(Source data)
## start

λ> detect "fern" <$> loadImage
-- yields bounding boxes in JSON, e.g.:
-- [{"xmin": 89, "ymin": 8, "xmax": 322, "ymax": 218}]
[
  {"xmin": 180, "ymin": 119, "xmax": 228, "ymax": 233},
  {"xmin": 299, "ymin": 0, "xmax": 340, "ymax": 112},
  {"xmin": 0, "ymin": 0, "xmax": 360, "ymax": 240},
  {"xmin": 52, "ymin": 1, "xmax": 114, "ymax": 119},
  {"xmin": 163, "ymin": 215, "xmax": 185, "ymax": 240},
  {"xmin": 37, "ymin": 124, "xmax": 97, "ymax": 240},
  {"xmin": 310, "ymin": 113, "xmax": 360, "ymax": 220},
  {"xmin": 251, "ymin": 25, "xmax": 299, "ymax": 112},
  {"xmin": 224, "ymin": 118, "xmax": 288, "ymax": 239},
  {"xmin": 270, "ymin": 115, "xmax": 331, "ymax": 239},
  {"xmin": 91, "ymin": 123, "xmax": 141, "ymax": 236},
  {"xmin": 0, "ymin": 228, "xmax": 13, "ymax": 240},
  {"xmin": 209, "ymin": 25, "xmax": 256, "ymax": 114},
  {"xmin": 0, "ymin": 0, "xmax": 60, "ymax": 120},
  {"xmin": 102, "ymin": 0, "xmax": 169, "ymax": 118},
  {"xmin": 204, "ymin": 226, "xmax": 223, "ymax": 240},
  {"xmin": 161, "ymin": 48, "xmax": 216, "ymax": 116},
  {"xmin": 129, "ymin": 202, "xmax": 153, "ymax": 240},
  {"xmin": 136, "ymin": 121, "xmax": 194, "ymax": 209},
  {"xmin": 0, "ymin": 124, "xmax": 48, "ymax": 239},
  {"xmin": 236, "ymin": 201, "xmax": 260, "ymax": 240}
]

## end

Repeat every line of the listing verbatim.

λ> detect "fern" <$> loadImage
-- yields bounding boxes in JSON, e.g.:
-- [{"xmin": 89, "ymin": 8, "xmax": 322, "ymax": 218}]
[
  {"xmin": 180, "ymin": 119, "xmax": 228, "ymax": 233},
  {"xmin": 299, "ymin": 0, "xmax": 340, "ymax": 112},
  {"xmin": 0, "ymin": 0, "xmax": 360, "ymax": 240},
  {"xmin": 52, "ymin": 1, "xmax": 114, "ymax": 119},
  {"xmin": 163, "ymin": 215, "xmax": 185, "ymax": 240},
  {"xmin": 37, "ymin": 124, "xmax": 97, "ymax": 240},
  {"xmin": 310, "ymin": 113, "xmax": 360, "ymax": 220},
  {"xmin": 251, "ymin": 25, "xmax": 299, "ymax": 112},
  {"xmin": 224, "ymin": 118, "xmax": 288, "ymax": 239},
  {"xmin": 270, "ymin": 115, "xmax": 331, "ymax": 239},
  {"xmin": 91, "ymin": 123, "xmax": 141, "ymax": 236},
  {"xmin": 0, "ymin": 228, "xmax": 13, "ymax": 240},
  {"xmin": 209, "ymin": 25, "xmax": 256, "ymax": 114},
  {"xmin": 0, "ymin": 0, "xmax": 60, "ymax": 120},
  {"xmin": 102, "ymin": 0, "xmax": 169, "ymax": 118},
  {"xmin": 204, "ymin": 226, "xmax": 223, "ymax": 240},
  {"xmin": 161, "ymin": 48, "xmax": 216, "ymax": 116},
  {"xmin": 129, "ymin": 202, "xmax": 153, "ymax": 240},
  {"xmin": 136, "ymin": 121, "xmax": 194, "ymax": 209},
  {"xmin": 0, "ymin": 124, "xmax": 48, "ymax": 239},
  {"xmin": 236, "ymin": 201, "xmax": 260, "ymax": 240}
]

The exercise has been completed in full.